The thickened liquid will help contain the natural juice and taste in your meat and help it slowly release once it’s sliced.
To put it simply, resting your brisket helps lock in the juice and savory taste of your meat.
Not letting your brisket rest will make the juice run out immediately when sliced. This will waste the moisture and flavor of your meat, leaving you with a dry and stale brisket.
However, you can salvage this by scraping the juice that poured out and pouring it back into your brisket. However, the steam that has also escaped will be gone.
That’s why it’s very important to let your brisket cool before digging in.
Now, if you’re wondering just how much moisture you’ll waste if you don’t let your brisket rest, you will be surprised with the answer.
According to experiments, cutting a large roast of meat immediately right after cooking will lose you 10 tablespoons of juice.
If you only wait for about 10 minutes before cutting it open, you will lose 4 tablespoons. Waiting for at least 40 minutes will only allow 1 tablespoon to escape, keeping that flavor locked in.
And that is why you need to rest it.
How To Rest a Brisket the Right Way
I wanted to stress why it’s so important not to skip this step, but you’ve made it to the section you were looking for.
If you’ve wrapped your brisket with pink butcher paper or foil while smoking, keep it wrapped (no reason to take a peak yet) and then follow these steps:
- Remove the brisket from your smoker
- Let it sit at room temp to lower the temp down to 180ºF
- Once it’s there, use a towel (sorry honey!) and tightly wrap it around your meat
- Put it into a cooler or in the oven at a temp of around 150ºF (if it can go that low).
If you smoked it without wrapping, follow those steps above, but cover it with foil or butcher paper before the towel.
Related >> Chopped or Sliced Brisket: Which is Best for Your BBQ?
How Long Should You Rest Your Brisket?
If you’re dealing with small cuts of meat like pork chops, you will only need to let them rest for a few minutes. However, larger chunks of meat like a brisket need time for the au jus (fancy term for “meat juice”) to redistribute.
The ideal rest time for brisket is one hour, but if you need it, 2 hours won’t hurt your texture.
Even if you’re in a real hurry, you should not let it rest for less than 45 minutes. This will waste a couple of tablespoons of juice and steam — which can affect the overall taste and texture of your brisket.
The longer your meat rests the juicier it gets — but that doesn’t mean that you have to rest for longer than 1-2 hours.
Editor’s Note >> Remember not to let the internal heat of your meat drop down as low as 140ºF since that would put it in the danger zone and make you or your guests sick.
However, you should avoid resting it longer than two hours because this will make that great-looking bark start turning into mush.

**Given instruction**.
Answer these from the brisket text:
(a) How many tablespoons of juice does cutting a large roast right after cooking lose, according to experiments?
(b) To what temperature should the brisket drop at room temp before you wrap it in a towel?
(c) What rest time does the text call ideal for brisket?
You won't need the items that follow.

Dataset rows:
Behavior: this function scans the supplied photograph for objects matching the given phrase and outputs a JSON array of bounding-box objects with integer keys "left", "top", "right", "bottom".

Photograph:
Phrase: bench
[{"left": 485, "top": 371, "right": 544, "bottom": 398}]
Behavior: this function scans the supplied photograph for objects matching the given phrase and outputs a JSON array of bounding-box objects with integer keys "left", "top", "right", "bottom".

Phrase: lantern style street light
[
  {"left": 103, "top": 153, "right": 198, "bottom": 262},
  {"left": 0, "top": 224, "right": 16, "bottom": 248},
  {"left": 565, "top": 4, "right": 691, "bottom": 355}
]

...

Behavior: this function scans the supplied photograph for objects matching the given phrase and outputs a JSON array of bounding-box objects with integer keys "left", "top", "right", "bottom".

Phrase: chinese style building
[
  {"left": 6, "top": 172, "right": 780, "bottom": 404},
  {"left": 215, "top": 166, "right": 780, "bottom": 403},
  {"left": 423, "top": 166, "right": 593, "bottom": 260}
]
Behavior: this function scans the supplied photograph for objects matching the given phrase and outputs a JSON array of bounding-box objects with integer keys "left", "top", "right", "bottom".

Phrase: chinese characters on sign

**Final result**.
(a) 10 tablespoons
(b) 180ºF
(c) One hour